▸ **THE TASK**
Every entry that follows is to be duplicated exactly.

[Natural-language object grounding data]
___
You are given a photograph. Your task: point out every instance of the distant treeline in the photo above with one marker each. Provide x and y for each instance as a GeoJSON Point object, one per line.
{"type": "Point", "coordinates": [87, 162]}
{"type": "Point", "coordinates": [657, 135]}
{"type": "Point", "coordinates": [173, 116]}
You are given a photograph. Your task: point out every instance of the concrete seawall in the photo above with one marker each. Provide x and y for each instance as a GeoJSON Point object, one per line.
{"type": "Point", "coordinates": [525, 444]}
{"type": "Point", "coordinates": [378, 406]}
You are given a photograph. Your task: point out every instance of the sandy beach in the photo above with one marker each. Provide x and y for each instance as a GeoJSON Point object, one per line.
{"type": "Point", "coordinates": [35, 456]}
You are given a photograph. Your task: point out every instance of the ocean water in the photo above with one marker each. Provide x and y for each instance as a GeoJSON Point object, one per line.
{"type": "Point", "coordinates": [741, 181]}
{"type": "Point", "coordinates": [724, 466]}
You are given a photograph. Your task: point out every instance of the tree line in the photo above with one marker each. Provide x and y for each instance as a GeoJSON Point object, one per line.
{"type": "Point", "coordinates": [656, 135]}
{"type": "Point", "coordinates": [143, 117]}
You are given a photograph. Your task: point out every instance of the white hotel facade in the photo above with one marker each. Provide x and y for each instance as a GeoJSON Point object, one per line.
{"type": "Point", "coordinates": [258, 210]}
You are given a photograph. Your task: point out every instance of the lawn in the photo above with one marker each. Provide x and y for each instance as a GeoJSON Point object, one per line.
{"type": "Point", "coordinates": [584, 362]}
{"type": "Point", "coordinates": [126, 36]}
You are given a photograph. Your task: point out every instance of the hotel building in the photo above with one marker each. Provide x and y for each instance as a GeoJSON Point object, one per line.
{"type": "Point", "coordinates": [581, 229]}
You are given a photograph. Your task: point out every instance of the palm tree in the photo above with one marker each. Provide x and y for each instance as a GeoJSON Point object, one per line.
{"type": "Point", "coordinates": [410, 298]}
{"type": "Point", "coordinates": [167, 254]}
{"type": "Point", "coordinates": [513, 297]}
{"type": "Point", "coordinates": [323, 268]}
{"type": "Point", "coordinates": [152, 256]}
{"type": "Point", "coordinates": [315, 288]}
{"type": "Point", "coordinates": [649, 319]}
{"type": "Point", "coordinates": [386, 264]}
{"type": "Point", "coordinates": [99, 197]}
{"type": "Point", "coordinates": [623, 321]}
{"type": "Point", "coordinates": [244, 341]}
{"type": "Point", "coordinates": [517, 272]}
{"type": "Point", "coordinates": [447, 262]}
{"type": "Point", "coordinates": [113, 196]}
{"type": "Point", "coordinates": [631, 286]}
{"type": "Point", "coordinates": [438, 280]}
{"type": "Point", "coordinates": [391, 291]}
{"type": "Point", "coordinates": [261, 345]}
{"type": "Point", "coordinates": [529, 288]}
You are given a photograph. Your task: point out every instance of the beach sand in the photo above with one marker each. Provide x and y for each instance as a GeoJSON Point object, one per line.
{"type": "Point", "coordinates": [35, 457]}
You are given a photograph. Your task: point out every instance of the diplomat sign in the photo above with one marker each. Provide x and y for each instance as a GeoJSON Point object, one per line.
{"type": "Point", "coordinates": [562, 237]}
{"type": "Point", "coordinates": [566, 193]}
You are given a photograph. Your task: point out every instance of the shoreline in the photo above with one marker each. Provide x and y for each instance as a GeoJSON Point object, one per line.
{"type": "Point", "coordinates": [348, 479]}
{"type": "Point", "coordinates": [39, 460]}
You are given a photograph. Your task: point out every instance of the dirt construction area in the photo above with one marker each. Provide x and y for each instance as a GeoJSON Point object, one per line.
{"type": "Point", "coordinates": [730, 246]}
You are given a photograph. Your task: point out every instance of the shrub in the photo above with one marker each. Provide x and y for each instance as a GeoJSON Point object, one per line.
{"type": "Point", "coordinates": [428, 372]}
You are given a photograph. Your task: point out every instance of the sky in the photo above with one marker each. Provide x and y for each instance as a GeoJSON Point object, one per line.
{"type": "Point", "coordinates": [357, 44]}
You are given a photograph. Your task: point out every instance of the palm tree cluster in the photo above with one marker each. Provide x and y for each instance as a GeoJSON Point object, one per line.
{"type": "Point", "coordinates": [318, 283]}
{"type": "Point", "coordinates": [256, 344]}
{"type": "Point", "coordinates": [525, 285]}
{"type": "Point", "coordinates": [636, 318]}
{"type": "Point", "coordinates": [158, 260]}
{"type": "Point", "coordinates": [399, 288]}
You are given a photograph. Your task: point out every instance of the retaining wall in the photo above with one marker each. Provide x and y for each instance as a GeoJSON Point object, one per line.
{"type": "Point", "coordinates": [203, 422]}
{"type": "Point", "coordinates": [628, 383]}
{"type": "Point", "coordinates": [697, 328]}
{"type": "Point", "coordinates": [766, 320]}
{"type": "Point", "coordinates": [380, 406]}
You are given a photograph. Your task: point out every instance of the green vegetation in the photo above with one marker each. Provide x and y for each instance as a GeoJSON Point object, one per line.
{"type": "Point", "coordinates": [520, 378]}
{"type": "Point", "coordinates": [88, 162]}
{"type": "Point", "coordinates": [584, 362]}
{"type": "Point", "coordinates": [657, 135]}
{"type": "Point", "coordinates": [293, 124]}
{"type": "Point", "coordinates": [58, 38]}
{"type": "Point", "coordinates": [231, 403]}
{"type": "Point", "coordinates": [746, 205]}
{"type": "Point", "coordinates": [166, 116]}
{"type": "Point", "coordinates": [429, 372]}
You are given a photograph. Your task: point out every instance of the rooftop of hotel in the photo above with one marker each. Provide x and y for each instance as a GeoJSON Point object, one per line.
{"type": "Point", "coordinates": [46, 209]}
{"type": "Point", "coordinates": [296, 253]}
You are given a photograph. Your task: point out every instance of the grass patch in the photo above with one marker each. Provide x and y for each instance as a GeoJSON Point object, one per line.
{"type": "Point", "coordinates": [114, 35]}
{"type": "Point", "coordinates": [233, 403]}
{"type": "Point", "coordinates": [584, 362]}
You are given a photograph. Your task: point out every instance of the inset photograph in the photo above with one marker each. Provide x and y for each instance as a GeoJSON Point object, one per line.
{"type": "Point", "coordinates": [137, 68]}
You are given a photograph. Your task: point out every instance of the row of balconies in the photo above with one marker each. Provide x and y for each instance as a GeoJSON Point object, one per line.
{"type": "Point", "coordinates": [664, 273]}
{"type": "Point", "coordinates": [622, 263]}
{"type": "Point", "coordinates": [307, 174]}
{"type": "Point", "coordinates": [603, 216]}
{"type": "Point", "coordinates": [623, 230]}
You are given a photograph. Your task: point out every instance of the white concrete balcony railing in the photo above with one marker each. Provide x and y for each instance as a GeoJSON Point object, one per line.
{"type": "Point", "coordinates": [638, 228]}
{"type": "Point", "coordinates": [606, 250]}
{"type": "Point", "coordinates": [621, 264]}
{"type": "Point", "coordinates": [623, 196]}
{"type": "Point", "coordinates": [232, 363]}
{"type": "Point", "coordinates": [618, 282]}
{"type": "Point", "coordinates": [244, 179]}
___
▸ **COMPLETED TASK**
You are given a photograph. Your task: point out every instance of the distant treeline in the photo above with one marker each. Provide x and y for each instance as a GeoJSON Point object, one per line.
{"type": "Point", "coordinates": [87, 162]}
{"type": "Point", "coordinates": [657, 135]}
{"type": "Point", "coordinates": [173, 116]}
You are given a photograph. Your task: point out every instance of the concrete seawall in the photo above with one marker each. Provide x and y for each instance as a GeoJSON Point object, one per line.
{"type": "Point", "coordinates": [525, 444]}
{"type": "Point", "coordinates": [378, 406]}
You are given a photograph. Your task: point out every instance of the sandy beach in the photo above with one marker each. Provide x and y for each instance as a GeoJSON Point object, one per line.
{"type": "Point", "coordinates": [35, 456]}
You are given a photograph. Your task: point out every instance of the ocean water in the photo above with one marker each. Provide x and y for each instance as a GeoJSON Point object, one per line.
{"type": "Point", "coordinates": [741, 181]}
{"type": "Point", "coordinates": [724, 466]}
You are given a photograph. Your task: point out every instance of the tree line in the photo above with one marker each. Provide x and y for each instance as a GeoJSON Point object, one per line.
{"type": "Point", "coordinates": [656, 135]}
{"type": "Point", "coordinates": [143, 117]}
You are given a photograph. Your task: point out every instance of the white hotel facade in the photo above with one marker each. Provide x and y for each instance as a GeoJSON Point object, one per line.
{"type": "Point", "coordinates": [258, 210]}
You are given a photograph. Your task: point out every instance of the lawn in the photo above with one marker each. Provide x and y for each instance as a GeoJSON Point object, one per line.
{"type": "Point", "coordinates": [584, 362]}
{"type": "Point", "coordinates": [126, 36]}
You are given a photograph. Your task: point out every instance of the hotel building in the photo above with one marker each. Provide x and y for each instance as a GeoJSON Point object, one per line.
{"type": "Point", "coordinates": [581, 229]}
You are given a photograph. Your task: point out every instance of the palm tree in the photo above with one marker each. Provide x and y for each instance as a GeoJSON Point object, one per line.
{"type": "Point", "coordinates": [410, 298]}
{"type": "Point", "coordinates": [167, 254]}
{"type": "Point", "coordinates": [513, 297]}
{"type": "Point", "coordinates": [323, 268]}
{"type": "Point", "coordinates": [152, 256]}
{"type": "Point", "coordinates": [315, 288]}
{"type": "Point", "coordinates": [649, 319]}
{"type": "Point", "coordinates": [386, 264]}
{"type": "Point", "coordinates": [99, 197]}
{"type": "Point", "coordinates": [623, 321]}
{"type": "Point", "coordinates": [244, 341]}
{"type": "Point", "coordinates": [517, 272]}
{"type": "Point", "coordinates": [447, 262]}
{"type": "Point", "coordinates": [113, 196]}
{"type": "Point", "coordinates": [631, 286]}
{"type": "Point", "coordinates": [438, 280]}
{"type": "Point", "coordinates": [391, 291]}
{"type": "Point", "coordinates": [261, 345]}
{"type": "Point", "coordinates": [529, 288]}
You are given a photograph. Your task: point out every instance of the beach sand in the photo above with one marker each. Provide x and y for each instance as a GeoJSON Point object, one per line.
{"type": "Point", "coordinates": [35, 457]}
You are given a photograph. Your task: point out every instance of the diplomat sign in the photo above with one marker each. Provide x and y for each instance as a GeoJSON Point object, one per line.
{"type": "Point", "coordinates": [562, 237]}
{"type": "Point", "coordinates": [566, 193]}
You are given a photograph. Your task: point out every instance of the shoreline in the photo above with one marker each. Provide x and y for each instance as a GeoJSON Point object, one per line.
{"type": "Point", "coordinates": [348, 479]}
{"type": "Point", "coordinates": [39, 460]}
You are given a photograph. Your task: point out every instance of the dirt construction area in the photo above with one marker each. Provide x and y for each instance as a GeoJSON Point object, one per line.
{"type": "Point", "coordinates": [730, 246]}
You are given a photograph. Your task: point out every instance of the shrub in the photo above with one marker each. Provide x and y for each instance as a GeoJSON Point object, one per line.
{"type": "Point", "coordinates": [428, 372]}
You are given a photograph. Your task: point out every instance of the sky in the photo above with one marker each. Provide x and y for each instance as a GeoJSON Point object, one per line.
{"type": "Point", "coordinates": [357, 44]}
You are given a photograph. Your task: point out every instance of the palm tree cluster in the photo above with one marker each. Provide x and y for each instance as a GeoJSON Point object, one per line.
{"type": "Point", "coordinates": [318, 283]}
{"type": "Point", "coordinates": [256, 344]}
{"type": "Point", "coordinates": [525, 285]}
{"type": "Point", "coordinates": [636, 318]}
{"type": "Point", "coordinates": [158, 260]}
{"type": "Point", "coordinates": [399, 288]}
You are given a photograph. Your task: point out every instance of the retaining wall in the photo above with one marker each. Provide x and y for each instance as a GeoJSON Point object, one per line.
{"type": "Point", "coordinates": [203, 422]}
{"type": "Point", "coordinates": [628, 383]}
{"type": "Point", "coordinates": [697, 328]}
{"type": "Point", "coordinates": [766, 320]}
{"type": "Point", "coordinates": [380, 406]}
You are given a photograph. Your task: point out every instance of the green vegetation in the photo above with one marker each. Provide x and y for each instance as a GeoJSON Point object, one per line.
{"type": "Point", "coordinates": [520, 378]}
{"type": "Point", "coordinates": [88, 162]}
{"type": "Point", "coordinates": [584, 362]}
{"type": "Point", "coordinates": [657, 135]}
{"type": "Point", "coordinates": [293, 124]}
{"type": "Point", "coordinates": [58, 38]}
{"type": "Point", "coordinates": [231, 403]}
{"type": "Point", "coordinates": [746, 205]}
{"type": "Point", "coordinates": [166, 116]}
{"type": "Point", "coordinates": [429, 372]}
You are given a photograph. Your task: point out every instance of the rooftop of hotel in the photo above with one marker each. Provide x and y for each instance as a GeoJSON Point object, one per line.
{"type": "Point", "coordinates": [46, 209]}
{"type": "Point", "coordinates": [296, 253]}
You are given a photograph. Your task: point out every instance of the grass patch in the photo above with one marker each. Provide x and y for each instance as a GeoJSON Point object, one per line.
{"type": "Point", "coordinates": [114, 35]}
{"type": "Point", "coordinates": [233, 403]}
{"type": "Point", "coordinates": [584, 362]}
You are given a photograph. Your task: point out every instance of the inset photograph in the photo above with one marker each. Provide x and y for each instance as a GeoJSON Point object, one per line.
{"type": "Point", "coordinates": [137, 68]}
You are given a photograph. Your task: point out every instance of the row of balconies in the photo above with one marker each. Provide x and y for each instance as a GeoJSON Point object, one per line.
{"type": "Point", "coordinates": [664, 273]}
{"type": "Point", "coordinates": [622, 263]}
{"type": "Point", "coordinates": [307, 174]}
{"type": "Point", "coordinates": [603, 216]}
{"type": "Point", "coordinates": [623, 230]}
You are given a photograph. Your task: point out every instance of the white concrete balcony railing in the photo above with one marker each. Provide x and y for each instance as a GeoJSON Point object, one per line.
{"type": "Point", "coordinates": [638, 228]}
{"type": "Point", "coordinates": [606, 250]}
{"type": "Point", "coordinates": [621, 264]}
{"type": "Point", "coordinates": [623, 196]}
{"type": "Point", "coordinates": [232, 363]}
{"type": "Point", "coordinates": [618, 282]}
{"type": "Point", "coordinates": [244, 179]}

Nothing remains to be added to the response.